From the entries that follow, copy exactly the lines beginning at the line holding "Would you point out the car grille" and continuing through the line holding "Would you point out the windshield".

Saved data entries
========
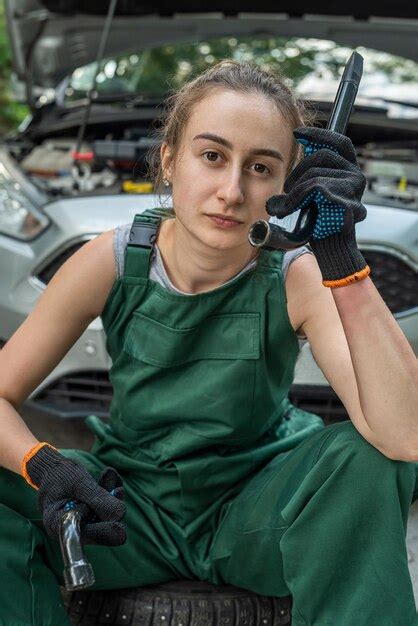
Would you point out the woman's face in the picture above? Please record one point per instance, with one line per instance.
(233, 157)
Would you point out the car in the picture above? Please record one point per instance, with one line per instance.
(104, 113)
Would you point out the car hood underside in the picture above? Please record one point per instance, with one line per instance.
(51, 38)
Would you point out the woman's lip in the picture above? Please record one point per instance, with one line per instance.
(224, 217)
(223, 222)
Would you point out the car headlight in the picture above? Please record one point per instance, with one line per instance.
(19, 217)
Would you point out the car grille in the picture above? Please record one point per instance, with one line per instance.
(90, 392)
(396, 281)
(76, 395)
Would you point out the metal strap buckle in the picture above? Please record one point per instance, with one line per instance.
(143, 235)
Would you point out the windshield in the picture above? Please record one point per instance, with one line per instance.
========
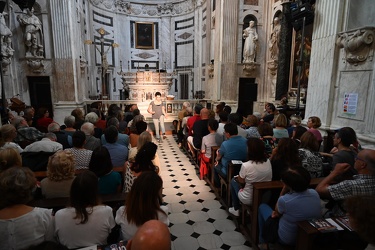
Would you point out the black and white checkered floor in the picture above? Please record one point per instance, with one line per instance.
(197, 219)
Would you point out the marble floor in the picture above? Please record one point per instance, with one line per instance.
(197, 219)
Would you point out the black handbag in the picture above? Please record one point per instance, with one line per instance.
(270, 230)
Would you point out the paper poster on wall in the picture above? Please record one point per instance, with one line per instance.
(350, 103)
========
_RESPONSE TO THIS TASK:_
Would you point out the car grille in the picture above? Please record one point per instance, with one line per instance.
(90, 392)
(396, 281)
(76, 395)
Would you point out the metal strap buckle in the picture above? Please record one point per instance, with one line per instance.
(143, 235)
Would you point out the windshield in the picture above? Please record one point per instance, with one line per instance.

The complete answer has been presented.